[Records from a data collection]
——

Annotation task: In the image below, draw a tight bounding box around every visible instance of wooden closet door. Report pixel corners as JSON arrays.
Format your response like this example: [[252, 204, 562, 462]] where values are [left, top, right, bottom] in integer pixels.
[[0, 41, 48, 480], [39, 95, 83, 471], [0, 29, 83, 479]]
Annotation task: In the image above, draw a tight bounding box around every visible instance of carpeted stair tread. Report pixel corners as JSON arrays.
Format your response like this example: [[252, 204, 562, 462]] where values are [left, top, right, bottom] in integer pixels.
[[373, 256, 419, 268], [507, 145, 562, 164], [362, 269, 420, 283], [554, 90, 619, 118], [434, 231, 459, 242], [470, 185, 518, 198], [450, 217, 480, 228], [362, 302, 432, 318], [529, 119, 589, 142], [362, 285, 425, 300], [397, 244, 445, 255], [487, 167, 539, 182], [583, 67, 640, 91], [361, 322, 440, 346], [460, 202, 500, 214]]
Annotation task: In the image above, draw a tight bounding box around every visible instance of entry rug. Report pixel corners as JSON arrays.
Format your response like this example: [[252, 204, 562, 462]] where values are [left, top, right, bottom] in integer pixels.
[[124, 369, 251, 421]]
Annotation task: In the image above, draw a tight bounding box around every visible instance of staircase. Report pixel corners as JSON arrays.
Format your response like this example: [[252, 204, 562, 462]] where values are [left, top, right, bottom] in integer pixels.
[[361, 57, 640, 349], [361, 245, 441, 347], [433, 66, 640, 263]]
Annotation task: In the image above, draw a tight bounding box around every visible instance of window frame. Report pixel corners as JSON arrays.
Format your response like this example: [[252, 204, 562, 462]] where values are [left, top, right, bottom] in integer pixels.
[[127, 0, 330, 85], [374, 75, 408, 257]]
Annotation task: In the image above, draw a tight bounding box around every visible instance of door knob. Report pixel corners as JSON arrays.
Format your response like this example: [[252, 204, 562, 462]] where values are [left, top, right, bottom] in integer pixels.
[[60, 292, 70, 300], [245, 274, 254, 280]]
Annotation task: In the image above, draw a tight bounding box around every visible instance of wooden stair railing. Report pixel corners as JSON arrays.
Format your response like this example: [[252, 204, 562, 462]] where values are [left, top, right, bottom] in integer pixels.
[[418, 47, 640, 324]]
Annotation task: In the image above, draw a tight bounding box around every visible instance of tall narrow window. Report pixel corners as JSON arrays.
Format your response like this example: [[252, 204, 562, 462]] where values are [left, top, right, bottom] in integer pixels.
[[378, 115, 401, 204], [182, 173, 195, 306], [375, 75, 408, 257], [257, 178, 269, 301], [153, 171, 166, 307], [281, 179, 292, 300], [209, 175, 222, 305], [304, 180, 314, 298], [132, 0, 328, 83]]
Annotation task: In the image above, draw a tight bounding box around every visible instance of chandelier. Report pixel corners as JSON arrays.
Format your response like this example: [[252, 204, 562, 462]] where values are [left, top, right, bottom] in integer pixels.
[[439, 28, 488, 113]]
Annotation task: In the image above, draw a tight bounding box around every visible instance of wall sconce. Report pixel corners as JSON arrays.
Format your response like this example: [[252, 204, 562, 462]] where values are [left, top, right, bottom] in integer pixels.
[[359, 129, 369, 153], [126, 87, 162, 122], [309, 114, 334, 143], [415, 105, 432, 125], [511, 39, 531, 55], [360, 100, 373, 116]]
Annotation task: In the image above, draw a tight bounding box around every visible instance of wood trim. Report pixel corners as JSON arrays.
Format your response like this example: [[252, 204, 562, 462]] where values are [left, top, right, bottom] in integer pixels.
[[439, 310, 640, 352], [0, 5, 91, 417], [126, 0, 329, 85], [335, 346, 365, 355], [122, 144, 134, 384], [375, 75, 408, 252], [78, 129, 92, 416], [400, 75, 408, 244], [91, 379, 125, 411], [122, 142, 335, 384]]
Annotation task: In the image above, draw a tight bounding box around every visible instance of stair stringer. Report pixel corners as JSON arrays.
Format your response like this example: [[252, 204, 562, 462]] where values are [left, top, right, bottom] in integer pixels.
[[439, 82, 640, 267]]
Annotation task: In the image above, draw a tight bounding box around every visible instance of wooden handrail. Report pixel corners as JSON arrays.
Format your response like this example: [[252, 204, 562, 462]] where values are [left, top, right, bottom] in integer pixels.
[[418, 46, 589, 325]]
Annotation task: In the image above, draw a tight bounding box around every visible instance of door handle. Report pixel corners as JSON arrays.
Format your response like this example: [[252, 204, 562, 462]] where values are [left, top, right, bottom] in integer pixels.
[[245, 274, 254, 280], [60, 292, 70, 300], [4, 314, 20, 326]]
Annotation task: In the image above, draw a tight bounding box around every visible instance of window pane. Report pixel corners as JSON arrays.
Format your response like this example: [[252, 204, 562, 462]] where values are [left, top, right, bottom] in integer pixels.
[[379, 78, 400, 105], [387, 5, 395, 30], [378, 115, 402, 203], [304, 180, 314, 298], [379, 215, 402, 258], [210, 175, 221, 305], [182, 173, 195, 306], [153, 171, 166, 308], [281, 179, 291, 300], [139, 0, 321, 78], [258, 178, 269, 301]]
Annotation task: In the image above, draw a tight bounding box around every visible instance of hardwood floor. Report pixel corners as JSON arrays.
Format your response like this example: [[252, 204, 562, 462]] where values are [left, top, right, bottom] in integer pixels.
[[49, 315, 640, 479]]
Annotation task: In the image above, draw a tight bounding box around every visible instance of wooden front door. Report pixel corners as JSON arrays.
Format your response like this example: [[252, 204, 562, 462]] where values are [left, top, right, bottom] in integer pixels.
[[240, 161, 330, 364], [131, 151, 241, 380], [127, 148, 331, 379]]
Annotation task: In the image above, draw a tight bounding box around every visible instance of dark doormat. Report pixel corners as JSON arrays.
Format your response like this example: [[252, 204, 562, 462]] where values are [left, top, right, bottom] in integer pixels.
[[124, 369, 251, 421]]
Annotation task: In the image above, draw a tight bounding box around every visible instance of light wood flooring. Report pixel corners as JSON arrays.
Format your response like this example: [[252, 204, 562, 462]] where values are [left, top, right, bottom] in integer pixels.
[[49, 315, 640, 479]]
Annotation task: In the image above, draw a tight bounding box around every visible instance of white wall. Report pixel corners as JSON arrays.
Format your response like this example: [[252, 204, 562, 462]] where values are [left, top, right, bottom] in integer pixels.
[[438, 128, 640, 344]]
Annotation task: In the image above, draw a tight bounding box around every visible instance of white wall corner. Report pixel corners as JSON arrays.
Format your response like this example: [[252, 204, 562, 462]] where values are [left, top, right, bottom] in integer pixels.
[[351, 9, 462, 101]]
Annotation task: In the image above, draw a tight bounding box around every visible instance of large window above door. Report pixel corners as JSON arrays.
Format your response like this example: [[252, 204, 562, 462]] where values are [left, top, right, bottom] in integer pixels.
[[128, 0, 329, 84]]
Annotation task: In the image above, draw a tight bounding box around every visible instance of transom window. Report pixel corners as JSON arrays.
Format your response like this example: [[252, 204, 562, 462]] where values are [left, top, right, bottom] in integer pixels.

——

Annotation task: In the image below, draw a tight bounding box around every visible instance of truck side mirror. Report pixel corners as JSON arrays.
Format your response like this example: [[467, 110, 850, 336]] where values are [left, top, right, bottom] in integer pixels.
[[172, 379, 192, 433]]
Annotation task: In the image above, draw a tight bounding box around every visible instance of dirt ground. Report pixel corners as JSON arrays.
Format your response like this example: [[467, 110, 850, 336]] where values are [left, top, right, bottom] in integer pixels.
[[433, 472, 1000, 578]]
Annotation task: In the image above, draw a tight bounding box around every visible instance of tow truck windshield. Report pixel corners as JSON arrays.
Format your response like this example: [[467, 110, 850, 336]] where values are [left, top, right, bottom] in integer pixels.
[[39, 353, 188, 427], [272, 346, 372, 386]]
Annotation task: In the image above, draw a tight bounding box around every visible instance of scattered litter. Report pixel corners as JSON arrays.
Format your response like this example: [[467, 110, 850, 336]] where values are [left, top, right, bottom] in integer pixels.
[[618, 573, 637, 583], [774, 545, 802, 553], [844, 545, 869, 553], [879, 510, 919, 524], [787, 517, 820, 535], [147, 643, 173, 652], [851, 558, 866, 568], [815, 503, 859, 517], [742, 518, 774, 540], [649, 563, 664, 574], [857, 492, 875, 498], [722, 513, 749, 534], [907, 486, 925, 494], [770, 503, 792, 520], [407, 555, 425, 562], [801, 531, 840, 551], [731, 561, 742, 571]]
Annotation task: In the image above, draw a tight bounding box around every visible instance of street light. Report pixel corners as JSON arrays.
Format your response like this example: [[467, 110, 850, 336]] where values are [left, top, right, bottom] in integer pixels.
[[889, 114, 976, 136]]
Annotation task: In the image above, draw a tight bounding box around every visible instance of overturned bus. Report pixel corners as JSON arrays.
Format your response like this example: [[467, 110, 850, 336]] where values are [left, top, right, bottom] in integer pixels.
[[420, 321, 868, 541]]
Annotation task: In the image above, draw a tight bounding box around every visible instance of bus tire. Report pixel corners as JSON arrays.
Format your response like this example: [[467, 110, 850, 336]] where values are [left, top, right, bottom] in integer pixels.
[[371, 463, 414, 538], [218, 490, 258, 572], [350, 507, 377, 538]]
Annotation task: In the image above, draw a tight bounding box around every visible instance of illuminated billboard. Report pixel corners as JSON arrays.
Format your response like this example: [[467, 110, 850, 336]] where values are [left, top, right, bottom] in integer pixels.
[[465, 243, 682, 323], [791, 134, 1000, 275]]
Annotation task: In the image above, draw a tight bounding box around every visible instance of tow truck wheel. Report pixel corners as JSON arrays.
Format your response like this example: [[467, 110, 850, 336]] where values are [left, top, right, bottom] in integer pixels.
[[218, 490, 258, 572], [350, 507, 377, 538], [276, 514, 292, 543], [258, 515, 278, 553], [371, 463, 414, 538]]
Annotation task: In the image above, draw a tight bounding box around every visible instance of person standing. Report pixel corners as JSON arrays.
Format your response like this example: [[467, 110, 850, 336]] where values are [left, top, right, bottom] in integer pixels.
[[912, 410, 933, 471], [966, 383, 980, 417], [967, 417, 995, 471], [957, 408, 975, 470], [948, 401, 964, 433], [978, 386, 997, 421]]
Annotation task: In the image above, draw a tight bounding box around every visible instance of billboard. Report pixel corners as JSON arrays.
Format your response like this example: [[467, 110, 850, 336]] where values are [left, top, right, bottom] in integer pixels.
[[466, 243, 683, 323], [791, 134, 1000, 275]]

——

◆ TASK ITEM:
Throughout the records above, find the lines in which the word "window" appears and return them.

◆ WRITTEN REPLY:
Annotation task: In the image above, draw a tight bounding box around every visible instance of window frame. Report pixel corners as JSON arrays.
Annotation task: In the image above, draw a tight bounding box around every visible instance of tall narrow window. Report pixel corners as JSON arrays.
Annotation task: In the image above, draw a tight bounding box around every visible instance of window pane. Report pixel corners as JSON arrays.
Annotation task: In the image above, draw a tight bounding box around every visible instance of large window above door. Report pixel corners as JSON arrays.
Annotation task: In the image above, draw a tight bounding box around every visible instance of transom window. Report pixel corners as JSON arrays.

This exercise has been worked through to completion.